● How to complete this task
The lines to reproduce run from the one containing "Where can the grey" to the end of the listing. Reproduce them exactly, both ends included, and nothing else.

··········

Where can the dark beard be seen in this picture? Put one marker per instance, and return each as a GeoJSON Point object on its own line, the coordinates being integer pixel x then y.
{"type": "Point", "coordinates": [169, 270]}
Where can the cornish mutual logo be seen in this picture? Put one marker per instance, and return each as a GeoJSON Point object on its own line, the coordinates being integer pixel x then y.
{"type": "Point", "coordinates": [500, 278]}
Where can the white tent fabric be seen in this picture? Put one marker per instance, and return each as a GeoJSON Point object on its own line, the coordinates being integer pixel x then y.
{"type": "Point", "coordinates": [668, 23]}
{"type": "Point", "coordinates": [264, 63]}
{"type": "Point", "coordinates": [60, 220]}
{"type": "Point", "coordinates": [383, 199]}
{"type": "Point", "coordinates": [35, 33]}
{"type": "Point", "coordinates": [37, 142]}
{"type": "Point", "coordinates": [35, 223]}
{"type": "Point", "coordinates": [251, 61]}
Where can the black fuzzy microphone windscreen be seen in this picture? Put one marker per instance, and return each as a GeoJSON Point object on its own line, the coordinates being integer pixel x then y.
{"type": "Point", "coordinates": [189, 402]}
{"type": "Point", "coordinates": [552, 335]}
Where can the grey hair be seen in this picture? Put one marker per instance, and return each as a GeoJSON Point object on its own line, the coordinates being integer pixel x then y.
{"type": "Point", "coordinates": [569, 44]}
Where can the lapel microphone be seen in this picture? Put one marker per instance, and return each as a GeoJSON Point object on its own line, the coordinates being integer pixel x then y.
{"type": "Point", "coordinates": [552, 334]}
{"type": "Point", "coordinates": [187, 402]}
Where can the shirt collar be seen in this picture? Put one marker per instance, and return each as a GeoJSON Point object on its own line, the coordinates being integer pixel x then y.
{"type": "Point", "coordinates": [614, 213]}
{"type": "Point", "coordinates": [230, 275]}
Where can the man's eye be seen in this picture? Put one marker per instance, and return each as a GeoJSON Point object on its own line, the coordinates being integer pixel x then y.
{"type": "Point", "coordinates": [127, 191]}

··········

● Answer for this exercise
Where can the grey hair be seen in this picture? Put one marker per instance, and return each as a GeoJSON Point object on its own line, the coordinates being integer pixel x then y.
{"type": "Point", "coordinates": [569, 44]}
Where can the lapel microphone be seen in this picture? Put one marker per instance, and return each as a GeoJSON Point object on its own line, the coordinates being integer pixel x then y.
{"type": "Point", "coordinates": [552, 334]}
{"type": "Point", "coordinates": [187, 402]}
Where can the shirt collar be seen in this picture? Put one marker per instance, and return each as a GeoJSON Point object on its own line, the coordinates being integer pixel x then y.
{"type": "Point", "coordinates": [614, 213]}
{"type": "Point", "coordinates": [230, 275]}
Where can the man's eye be seen in this picture? Put one marker per instance, and return each as a GeoJSON Point object on its own line, the coordinates being integer pixel x then y.
{"type": "Point", "coordinates": [127, 191]}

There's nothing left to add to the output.